Object location annotation data:
• • •

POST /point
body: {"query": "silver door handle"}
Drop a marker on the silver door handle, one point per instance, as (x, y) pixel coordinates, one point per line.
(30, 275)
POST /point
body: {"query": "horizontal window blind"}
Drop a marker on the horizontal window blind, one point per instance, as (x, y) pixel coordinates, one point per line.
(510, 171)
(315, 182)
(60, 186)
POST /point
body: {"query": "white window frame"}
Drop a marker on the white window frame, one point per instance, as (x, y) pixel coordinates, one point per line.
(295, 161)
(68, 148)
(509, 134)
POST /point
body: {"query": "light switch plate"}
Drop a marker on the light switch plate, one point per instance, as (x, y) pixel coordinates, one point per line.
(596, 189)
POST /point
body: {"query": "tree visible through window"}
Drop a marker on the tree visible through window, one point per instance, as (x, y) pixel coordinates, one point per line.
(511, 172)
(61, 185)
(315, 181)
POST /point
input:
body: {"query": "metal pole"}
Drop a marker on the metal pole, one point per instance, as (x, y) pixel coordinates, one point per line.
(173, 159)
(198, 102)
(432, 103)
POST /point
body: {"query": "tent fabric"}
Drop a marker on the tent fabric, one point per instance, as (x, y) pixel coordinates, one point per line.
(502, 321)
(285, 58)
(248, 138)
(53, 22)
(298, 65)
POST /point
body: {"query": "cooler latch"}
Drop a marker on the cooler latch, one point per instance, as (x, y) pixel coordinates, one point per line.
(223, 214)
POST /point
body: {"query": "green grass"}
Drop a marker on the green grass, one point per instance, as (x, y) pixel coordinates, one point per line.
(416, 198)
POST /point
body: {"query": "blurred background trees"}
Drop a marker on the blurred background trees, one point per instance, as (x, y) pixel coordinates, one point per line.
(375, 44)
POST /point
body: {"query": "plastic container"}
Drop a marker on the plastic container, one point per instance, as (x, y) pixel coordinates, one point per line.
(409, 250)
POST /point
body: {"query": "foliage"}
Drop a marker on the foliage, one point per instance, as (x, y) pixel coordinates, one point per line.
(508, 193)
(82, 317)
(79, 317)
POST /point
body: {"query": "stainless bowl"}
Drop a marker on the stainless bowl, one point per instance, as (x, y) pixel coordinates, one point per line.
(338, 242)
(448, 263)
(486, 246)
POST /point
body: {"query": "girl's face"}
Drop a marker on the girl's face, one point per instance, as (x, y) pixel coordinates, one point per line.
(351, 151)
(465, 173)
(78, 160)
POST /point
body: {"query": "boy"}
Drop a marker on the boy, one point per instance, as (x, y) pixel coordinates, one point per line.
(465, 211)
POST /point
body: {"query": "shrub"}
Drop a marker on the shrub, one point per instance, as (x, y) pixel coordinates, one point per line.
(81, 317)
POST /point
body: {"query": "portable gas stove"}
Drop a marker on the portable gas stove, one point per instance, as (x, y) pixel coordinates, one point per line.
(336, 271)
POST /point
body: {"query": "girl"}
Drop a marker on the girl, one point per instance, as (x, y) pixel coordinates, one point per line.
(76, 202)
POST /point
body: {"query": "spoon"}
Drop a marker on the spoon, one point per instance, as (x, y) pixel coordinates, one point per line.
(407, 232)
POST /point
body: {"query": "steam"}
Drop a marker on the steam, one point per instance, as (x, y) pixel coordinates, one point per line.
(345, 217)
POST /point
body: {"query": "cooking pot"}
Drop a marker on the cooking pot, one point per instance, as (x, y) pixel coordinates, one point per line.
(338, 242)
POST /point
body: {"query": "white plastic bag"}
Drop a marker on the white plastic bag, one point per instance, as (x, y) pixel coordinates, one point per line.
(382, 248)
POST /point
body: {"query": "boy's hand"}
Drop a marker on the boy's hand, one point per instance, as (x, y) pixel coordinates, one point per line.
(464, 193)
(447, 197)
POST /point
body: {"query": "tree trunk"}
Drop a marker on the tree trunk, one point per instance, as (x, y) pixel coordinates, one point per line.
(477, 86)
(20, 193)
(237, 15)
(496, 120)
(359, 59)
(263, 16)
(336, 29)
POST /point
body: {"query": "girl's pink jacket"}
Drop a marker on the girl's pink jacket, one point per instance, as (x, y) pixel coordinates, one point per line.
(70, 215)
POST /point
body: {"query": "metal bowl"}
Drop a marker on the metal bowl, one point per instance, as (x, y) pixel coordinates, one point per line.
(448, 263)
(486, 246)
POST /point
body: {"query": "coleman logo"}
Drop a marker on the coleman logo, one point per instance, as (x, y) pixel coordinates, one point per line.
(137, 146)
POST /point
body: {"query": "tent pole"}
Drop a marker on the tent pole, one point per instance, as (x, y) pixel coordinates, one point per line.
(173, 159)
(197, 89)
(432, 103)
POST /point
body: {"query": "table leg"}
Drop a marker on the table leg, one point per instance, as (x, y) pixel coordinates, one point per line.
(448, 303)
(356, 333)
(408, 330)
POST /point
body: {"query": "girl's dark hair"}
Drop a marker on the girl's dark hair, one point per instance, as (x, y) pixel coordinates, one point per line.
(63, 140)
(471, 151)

• • •

Every entry must be output again, exactly as written above.

POST /point
body: {"query": "silver door handle"}
Drop a marker on the silver door handle, one point per instance, as (x, y) pixel coordinates, one point per line.
(30, 275)
POST /point
body: {"query": "horizontal window blind"}
Drop a marker on the horizontal window blind, one point per instance, as (x, y) pixel coordinates, one point per line.
(510, 171)
(315, 182)
(60, 186)
POST /point
body: {"query": "white window frame"}
Drop a marker on the white window frame, one point per instance, as (x, y) pixel coordinates, one point per line.
(295, 161)
(68, 148)
(509, 134)
POST /point
body: {"query": "light switch plate"}
Drop a marker on the light switch plate, one point per instance, as (x, y) pixel coordinates, one point per line.
(596, 189)
POST /point
body: {"query": "tree visible through window"}
Drop a marker on the tree visible through window, one point per instance, as (x, y) pixel coordinates, one point per line.
(511, 172)
(61, 185)
(315, 181)
POST /point
input:
body: {"query": "metal pole"}
Drop a marker on the metal pole, one point per instance, as (x, y) pixel coordinates, one point per line.
(173, 159)
(198, 102)
(432, 103)
POST /point
body: {"query": "tent fabric"}
Drop a marker on the tent fabric, one point per instance, as (x, y) pixel coordinates, one point per line.
(502, 321)
(285, 58)
(248, 138)
(53, 22)
(298, 65)
POST /point
body: {"query": "cooler latch"}
Drop a marker on the cooler latch, one point per instance, as (x, y) pixel coordinates, one point per line.
(223, 214)
POST /point
body: {"query": "green grass"}
Drop a marker on the green grass, one point per instance, as (x, y) pixel coordinates, one point per line.
(416, 198)
POST /point
body: {"query": "blurred background trees"}
Drop a marker on the blurred background trees, one point per instance, as (x, y) pixel coordinates, one point per line.
(375, 44)
POST /point
body: {"query": "plastic container"}
Drop a marker on the plastic container, one point per instance, as (x, y) pixel coordinates, one point per line.
(409, 250)
POST /point
body: {"query": "foliage"}
Drop a marker on the foliage, one point per instance, as (x, y) pixel coordinates, one point per line.
(508, 193)
(82, 317)
(79, 317)
POST /point
body: {"query": "stainless bowl"}
Drop a marker on the stainless bowl, one point per instance, as (x, y) pixel coordinates, one point per line.
(338, 242)
(448, 263)
(486, 246)
POST /point
body: {"query": "girl's face"}
Drop a marker on the girl's face, one point per instance, as (x, y) pixel coordinates, one point per line.
(351, 151)
(465, 173)
(78, 160)
POST /point
body: {"query": "boy"}
Drop a marker on the boy, one point per instance, as (x, y) pixel coordinates, one point per line.
(465, 211)
POST /point
body: {"query": "shrub"}
Drop a marker on the shrub, one point per instance, as (x, y) pixel coordinates, one point per line.
(81, 317)
POST /point
body: {"query": "portable gas stove"}
Drop a marker on the portable gas stove, one point per instance, as (x, y) pixel coordinates, one point per line.
(336, 271)
POST /point
body: {"query": "girl"}
Drop a marker on the girl, one point per instance, as (x, y) pixel coordinates, one point per line.
(76, 202)
POST /point
body: {"query": "spoon"}
Drop a marker on the spoon, one point per instance, as (x, y) pixel coordinates, one point per line.
(407, 232)
POST /point
body: {"query": "steam"}
Drop a marker on the steam, one point per instance, as (x, y) pixel coordinates, one point per line.
(345, 217)
POST /point
body: {"query": "cooking pot"}
Drop a marker on the cooking pot, one point per instance, as (x, y) pixel coordinates, one point per line.
(338, 242)
POST /point
body: {"query": "white plastic bag"}
Drop a marker on the white plastic bag, one point per instance, as (x, y) pixel coordinates, one point per line.
(382, 248)
POST /point
body: {"query": "boy's hand"}
Drop a marker on the boy's hand, one point per instance, as (x, y) pixel coordinates, one point per line.
(464, 193)
(447, 197)
POST /point
body: {"query": "tree trunk"}
Drop a marker on the tree trunk, one point per instance, as (x, y) pixel coordinates, one point per line.
(477, 86)
(20, 193)
(237, 15)
(496, 120)
(359, 59)
(263, 16)
(336, 29)
POST /point
body: {"query": "girl's pink jacket"}
Drop a marker on the girl's pink jacket, one point per instance, as (x, y) pixel coordinates, one point per line.
(70, 215)
POST /point
body: {"query": "metal bowl"}
Drop a marker on the metal bowl, one point per instance, as (x, y) pixel coordinates, one point per line.
(448, 263)
(486, 246)
POST /point
body: {"query": "coleman logo"}
Drop a marker on the coleman logo, one point per instance, as (x, y) pixel coordinates, one point per line.
(137, 146)
POST /point
body: {"query": "tent pole"}
Drop a marker on the tent pole, one point per instance, as (x, y) pixel coordinates, one point per line.
(173, 159)
(197, 89)
(432, 103)
POST /point
body: {"query": "table leg"}
Drop a marker on the table leg, one point per instance, as (x, y) pixel coordinates, one point per line.
(448, 303)
(356, 333)
(408, 330)
POST /point
body: {"query": "girl's dark hair"}
Drop a marker on the girl's dark hair, one point per instance, as (x, y) pixel coordinates, one point per line.
(63, 140)
(471, 151)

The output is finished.